### Text segment
:::::
On the other hand, the Board observed that NS had "presented nothing here to change our prior conclusion that the carrier's representations both before and during the merger process could not help but reasonably lead State and local interests to believe that NS would keep the shops open and to rely on that commitment in determining how they participated in the merger process." Id. at 6. In light of the reliance on NS's representation to keep the HCS open, the Board "supplement[ed] the labor protective conditions ... imposed in Decision No. 89." Id. at 7.
In its final decision, Decision No. 200, issued on October 4, 2001, the Board rejected the request by the Commonwealth and the unions for a stay pending judicial review. CSX Corp. & CSX Transp. Inc., STB Fin. Docket No. 33388, slip op. at 1 (STB Oct. 4, 2001) (hereinafter Decision No. 200). There, the Board observed that in Decision No. 198, "we ... determined that NS did not represent that it would keep the HCS open indefinitely, without regard to business and economic conditions." Id. at 2.
The petitioners filed this petition for review. They sought, and we granted, a stay. At NS's request, we expedited the proceeding.
This court has jurisdiction to review the Board's decisions pursuant to 28 U.S.C. § 2342(5) (2001). The petition for review was timely filed.
:::::
### Dataset content
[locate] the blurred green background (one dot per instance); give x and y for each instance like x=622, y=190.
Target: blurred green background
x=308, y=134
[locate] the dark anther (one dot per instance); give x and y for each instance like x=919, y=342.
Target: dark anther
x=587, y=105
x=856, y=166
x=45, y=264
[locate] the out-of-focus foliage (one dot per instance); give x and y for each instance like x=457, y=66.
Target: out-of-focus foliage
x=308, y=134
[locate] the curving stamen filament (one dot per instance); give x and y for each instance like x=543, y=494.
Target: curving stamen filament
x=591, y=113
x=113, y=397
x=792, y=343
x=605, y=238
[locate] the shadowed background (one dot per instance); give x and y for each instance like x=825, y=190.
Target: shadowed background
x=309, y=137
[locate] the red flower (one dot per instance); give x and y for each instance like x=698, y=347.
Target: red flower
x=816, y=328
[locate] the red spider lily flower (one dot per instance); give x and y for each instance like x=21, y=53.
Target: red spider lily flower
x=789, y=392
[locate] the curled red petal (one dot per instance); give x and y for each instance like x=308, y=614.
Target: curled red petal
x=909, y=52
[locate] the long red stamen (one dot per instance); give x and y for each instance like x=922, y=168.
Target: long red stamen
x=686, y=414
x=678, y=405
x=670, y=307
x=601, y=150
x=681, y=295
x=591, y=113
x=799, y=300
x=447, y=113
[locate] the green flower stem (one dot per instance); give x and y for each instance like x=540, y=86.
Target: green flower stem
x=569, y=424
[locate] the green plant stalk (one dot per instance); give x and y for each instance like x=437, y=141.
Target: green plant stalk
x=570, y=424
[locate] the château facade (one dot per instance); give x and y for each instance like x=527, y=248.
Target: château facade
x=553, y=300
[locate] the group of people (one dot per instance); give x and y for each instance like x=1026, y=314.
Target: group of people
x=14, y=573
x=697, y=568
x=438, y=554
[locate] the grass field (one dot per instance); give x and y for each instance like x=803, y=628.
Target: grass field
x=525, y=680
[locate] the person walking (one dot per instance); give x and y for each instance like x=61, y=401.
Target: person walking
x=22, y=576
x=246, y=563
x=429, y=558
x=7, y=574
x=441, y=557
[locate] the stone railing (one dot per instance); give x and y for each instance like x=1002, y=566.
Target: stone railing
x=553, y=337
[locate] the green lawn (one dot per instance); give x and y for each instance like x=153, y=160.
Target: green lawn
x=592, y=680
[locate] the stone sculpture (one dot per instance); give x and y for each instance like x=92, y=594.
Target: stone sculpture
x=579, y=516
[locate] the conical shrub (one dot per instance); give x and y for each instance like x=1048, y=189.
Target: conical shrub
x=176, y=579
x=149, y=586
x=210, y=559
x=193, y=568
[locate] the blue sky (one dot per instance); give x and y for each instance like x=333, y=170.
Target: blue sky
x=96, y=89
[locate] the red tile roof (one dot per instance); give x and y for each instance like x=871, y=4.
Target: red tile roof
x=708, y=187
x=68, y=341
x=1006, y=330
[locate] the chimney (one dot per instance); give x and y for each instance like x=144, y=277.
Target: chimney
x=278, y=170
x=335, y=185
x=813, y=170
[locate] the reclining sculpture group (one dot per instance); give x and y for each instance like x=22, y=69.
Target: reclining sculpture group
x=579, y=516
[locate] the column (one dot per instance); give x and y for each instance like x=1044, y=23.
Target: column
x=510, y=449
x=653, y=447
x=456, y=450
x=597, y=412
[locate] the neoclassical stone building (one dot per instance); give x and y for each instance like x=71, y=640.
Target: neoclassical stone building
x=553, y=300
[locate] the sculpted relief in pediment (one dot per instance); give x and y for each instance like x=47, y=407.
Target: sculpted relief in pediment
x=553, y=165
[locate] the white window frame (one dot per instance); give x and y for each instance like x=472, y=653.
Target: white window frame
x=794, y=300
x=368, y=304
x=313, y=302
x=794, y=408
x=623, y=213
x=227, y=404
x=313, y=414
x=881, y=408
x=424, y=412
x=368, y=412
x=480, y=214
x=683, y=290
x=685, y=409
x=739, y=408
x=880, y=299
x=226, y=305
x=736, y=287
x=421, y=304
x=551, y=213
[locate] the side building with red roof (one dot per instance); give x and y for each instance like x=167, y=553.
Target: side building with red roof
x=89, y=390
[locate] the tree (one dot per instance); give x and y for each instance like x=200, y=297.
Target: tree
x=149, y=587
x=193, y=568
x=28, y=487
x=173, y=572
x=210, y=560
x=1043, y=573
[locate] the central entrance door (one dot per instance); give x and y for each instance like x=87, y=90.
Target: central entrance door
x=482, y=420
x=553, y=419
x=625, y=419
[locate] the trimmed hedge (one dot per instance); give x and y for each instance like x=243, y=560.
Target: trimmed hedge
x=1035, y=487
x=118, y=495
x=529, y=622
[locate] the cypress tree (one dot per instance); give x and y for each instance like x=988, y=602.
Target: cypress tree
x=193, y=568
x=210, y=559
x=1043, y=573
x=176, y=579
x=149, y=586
:::::
### Problem to work on
Edit the court opinion excerpt starting with "The petitioners filed" and going on through "was timely filed.", and give that part again with "expedited" replaced by "accelerated".

### Response to the task
The petitioners filed this petition for review. They sought, and we granted, a stay. At NS's request, we accelerated the proceeding.
This court has jurisdiction to review the Board's decisions pursuant to 28 U.S.C. § 2342(5) (2001). The petition for review was timely filed.